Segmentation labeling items
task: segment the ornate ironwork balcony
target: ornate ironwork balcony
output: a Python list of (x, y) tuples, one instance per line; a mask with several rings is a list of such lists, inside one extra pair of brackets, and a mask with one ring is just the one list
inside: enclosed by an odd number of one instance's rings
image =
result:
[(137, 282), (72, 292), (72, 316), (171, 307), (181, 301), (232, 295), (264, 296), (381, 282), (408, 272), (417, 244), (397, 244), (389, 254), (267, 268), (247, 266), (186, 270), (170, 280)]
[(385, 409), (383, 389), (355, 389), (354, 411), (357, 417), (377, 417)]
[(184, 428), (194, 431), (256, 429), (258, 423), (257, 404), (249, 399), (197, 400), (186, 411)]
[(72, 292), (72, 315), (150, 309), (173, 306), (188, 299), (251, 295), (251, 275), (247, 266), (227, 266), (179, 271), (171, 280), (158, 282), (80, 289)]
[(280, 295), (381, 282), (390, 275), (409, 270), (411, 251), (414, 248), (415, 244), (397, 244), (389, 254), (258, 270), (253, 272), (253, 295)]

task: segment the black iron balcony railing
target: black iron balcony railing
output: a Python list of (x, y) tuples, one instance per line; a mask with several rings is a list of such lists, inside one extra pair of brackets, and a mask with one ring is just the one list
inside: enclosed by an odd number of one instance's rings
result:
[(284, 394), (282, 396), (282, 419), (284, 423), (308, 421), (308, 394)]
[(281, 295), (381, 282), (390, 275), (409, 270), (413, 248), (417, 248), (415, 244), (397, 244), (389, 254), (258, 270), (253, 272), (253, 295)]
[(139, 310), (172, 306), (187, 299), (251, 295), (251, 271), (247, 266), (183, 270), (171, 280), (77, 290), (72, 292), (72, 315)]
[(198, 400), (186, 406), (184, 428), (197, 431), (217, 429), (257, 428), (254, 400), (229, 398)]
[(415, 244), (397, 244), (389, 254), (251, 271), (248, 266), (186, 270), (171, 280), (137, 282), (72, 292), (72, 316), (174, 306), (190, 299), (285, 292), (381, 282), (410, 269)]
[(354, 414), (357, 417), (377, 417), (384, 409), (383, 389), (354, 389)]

#### [Task to complete]
Return every line of the segmentation labeling listing above, character for character, with nothing changed.

#### [Written solution]
task: segment the ornate ironwork balcony
target: ornate ironwork balcony
output: a Python list of (x, y) tuples, one instance per line; a mask with several rings is a list of such lists, inside one extra pair of brackets, and a mask with one ring is just the one list
inside: enclosed by an odd number of one instance's rings
image =
result:
[(137, 282), (72, 292), (72, 316), (171, 307), (181, 301), (232, 295), (264, 296), (381, 282), (408, 272), (417, 244), (397, 244), (389, 254), (267, 268), (247, 266), (186, 270), (170, 280)]
[(385, 409), (383, 389), (355, 389), (354, 411), (357, 417), (377, 417)]
[(184, 428), (194, 431), (256, 429), (258, 423), (257, 404), (249, 399), (197, 400), (186, 411)]
[(72, 292), (72, 315), (150, 309), (173, 306), (188, 299), (251, 295), (251, 275), (247, 266), (227, 266), (179, 271), (171, 280), (158, 282), (80, 289)]
[(280, 295), (381, 282), (390, 275), (409, 270), (411, 251), (414, 248), (415, 244), (397, 244), (389, 254), (258, 270), (253, 272), (253, 295)]

task: segment the black iron balcony railing
target: black iron balcony railing
output: a Python list of (x, y) tuples, one instance per line; a mask with several rings is a list of such lists, inside one extra pair of brackets, and a mask with one ring is just the one list
inside: enclosed by an odd number of one instance's rings
result:
[(284, 394), (282, 396), (282, 419), (284, 423), (308, 421), (308, 394)]
[(281, 295), (381, 282), (390, 275), (409, 270), (413, 248), (417, 248), (415, 244), (397, 244), (389, 254), (258, 270), (253, 272), (253, 295)]
[(139, 310), (172, 306), (187, 299), (251, 295), (251, 271), (247, 266), (183, 270), (171, 280), (77, 290), (72, 292), (72, 315)]
[(198, 400), (186, 406), (184, 428), (197, 431), (217, 429), (257, 428), (254, 400), (229, 398)]
[(415, 244), (397, 244), (389, 254), (251, 271), (248, 266), (186, 270), (171, 280), (137, 282), (72, 292), (72, 316), (174, 306), (190, 299), (285, 292), (381, 282), (410, 269)]
[(354, 414), (357, 417), (377, 417), (384, 409), (383, 389), (354, 389)]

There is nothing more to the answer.